──────── Data to use

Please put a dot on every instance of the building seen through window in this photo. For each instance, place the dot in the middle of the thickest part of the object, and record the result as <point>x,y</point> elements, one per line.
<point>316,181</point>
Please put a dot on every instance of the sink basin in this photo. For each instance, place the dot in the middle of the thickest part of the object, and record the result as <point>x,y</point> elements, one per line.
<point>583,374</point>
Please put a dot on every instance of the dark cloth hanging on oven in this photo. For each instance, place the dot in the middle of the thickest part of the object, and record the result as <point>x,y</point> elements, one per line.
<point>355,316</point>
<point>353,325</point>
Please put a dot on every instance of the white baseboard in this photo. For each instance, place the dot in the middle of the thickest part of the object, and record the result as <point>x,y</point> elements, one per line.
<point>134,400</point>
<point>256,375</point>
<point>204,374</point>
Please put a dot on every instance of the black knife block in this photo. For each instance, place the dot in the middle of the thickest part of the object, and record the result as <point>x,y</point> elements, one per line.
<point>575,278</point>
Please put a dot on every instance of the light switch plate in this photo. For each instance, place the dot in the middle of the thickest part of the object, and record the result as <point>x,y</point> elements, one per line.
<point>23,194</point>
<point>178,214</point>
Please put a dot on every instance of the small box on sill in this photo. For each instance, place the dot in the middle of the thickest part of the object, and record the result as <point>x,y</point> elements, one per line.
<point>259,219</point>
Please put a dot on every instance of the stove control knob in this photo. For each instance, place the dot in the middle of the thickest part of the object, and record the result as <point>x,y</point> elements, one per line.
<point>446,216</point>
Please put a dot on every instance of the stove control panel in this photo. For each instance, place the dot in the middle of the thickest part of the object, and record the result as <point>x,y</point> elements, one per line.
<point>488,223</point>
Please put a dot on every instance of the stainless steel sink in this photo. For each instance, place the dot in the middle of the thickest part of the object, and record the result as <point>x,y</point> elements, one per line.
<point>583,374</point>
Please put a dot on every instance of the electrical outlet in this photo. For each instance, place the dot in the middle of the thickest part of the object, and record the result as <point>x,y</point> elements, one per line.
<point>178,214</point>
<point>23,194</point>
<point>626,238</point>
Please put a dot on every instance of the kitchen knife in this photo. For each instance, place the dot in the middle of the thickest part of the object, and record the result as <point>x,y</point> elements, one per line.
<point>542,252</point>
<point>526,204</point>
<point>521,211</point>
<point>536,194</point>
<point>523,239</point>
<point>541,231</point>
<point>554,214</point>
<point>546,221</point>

────────────────

Exercise: Every line of the data above belongs in the answer, unchanged.

Result of the task:
Please put a dot on every instance of the building seen through window in this photo. For each instance, place the dot in the middle of the thickest part of the object, and record the result as <point>x,y</point> elements, one per line.
<point>316,181</point>
Please put a dot on every instance of the sink basin in this photo. For each instance, place the dot in the middle of the thickest part of the object, and record the result as <point>x,y</point> elements, one per line.
<point>583,374</point>
Please put a dot on every instance of the dark cloth hanging on oven in this photo. For each instance, place the dot in the middle of the thickest part of the object, and record the result as <point>x,y</point> elements, one per line.
<point>355,316</point>
<point>353,325</point>
Please put a dot on every instance of the white baseboard in this photo. For each instance, place the dot in the middle of the thickest part of the object, and record the result as <point>x,y</point> elements, one per line.
<point>134,400</point>
<point>256,375</point>
<point>204,374</point>
Please put a dot on every instance of the black knife block in this photo. For each instance, place the dot in the middle of the thickest part of the object, and record the result as <point>x,y</point> elements, one per line.
<point>575,278</point>
Please put a dot on every instance of the light switch plate in this photo. For each instance, place the dot in the middle of the thickest part of the object, and record the result as <point>x,y</point> elements, one per line.
<point>23,194</point>
<point>178,214</point>
Please put a dot on every instance of the small box on sill in this photo. For each instance, place the dot in the middle of the thickest part of the object, and record the result as <point>x,y</point> elements, one per line.
<point>259,219</point>
Please put a dot on every instance of the stove control knob in this photo. For each instance, place the dot in the middle of the thickest part of the object, and record the result as <point>x,y</point> elements, one per line.
<point>446,216</point>
Please put a dot on every instance of the stove control panel in this photo. For each instance, place the dot in the middle of the thickest part of the object, and record the result as <point>x,y</point> elements, one per line.
<point>488,223</point>
Please put a dot on every instance of the stainless steel sink in this photo. For each instance, place the dot in the middle of the thickest part of the object, and record the result as <point>x,y</point> elements, one per line.
<point>583,374</point>
Please put a dot on every instance of the electrical outlet in this photo. For each instance, place the dot in the middle of the thickest part of the object, and record the result as <point>x,y</point> elements, one per line.
<point>178,214</point>
<point>23,194</point>
<point>626,238</point>
Please put a dot on every instance of the kitchen knife in this photo. For each instance, place the dot in the middle of the thickest part of the object, and record the result as <point>x,y</point> elements, one per line.
<point>542,252</point>
<point>526,204</point>
<point>521,211</point>
<point>536,194</point>
<point>523,239</point>
<point>541,231</point>
<point>554,214</point>
<point>546,221</point>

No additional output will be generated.